Given instruction: Copy every line of the data below word for word, leaving out the pictures.
## begin Data section
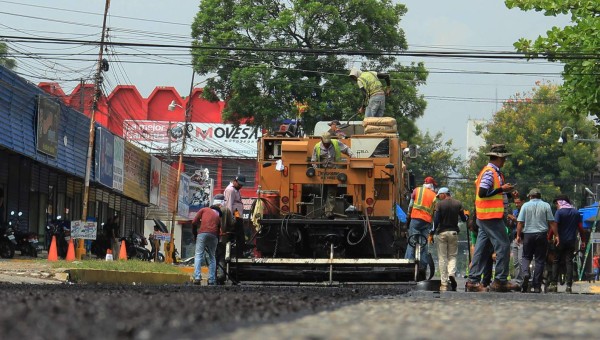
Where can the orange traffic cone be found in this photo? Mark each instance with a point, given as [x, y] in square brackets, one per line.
[109, 255]
[123, 251]
[52, 253]
[70, 251]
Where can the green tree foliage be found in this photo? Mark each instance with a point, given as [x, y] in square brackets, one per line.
[530, 125]
[4, 60]
[264, 56]
[436, 159]
[577, 46]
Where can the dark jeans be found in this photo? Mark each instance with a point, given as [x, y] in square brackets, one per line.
[565, 252]
[534, 245]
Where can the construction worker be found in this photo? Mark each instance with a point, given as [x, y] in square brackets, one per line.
[420, 210]
[328, 151]
[491, 205]
[373, 91]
## end Data section
Output for this task:
Where can the orange traffic cone be found in this photo? Mark each instance with a point, given as [x, y] in square brackets, one per line.
[109, 255]
[123, 251]
[52, 253]
[70, 251]
Where can the green tree foliage be found in this photo? Mark each instance with a point, given as [x, y] in square brackets, one per line.
[530, 125]
[4, 60]
[264, 56]
[436, 159]
[577, 46]
Where can the dark jeans be found in this photo? Mark each instance with a point, given as [x, y] in square brackets, one per line.
[565, 252]
[534, 245]
Where can the construction worker be found in this photo? Mark each instance with a point, given as [x, y] in square brackets, one per line.
[420, 210]
[328, 151]
[491, 205]
[373, 91]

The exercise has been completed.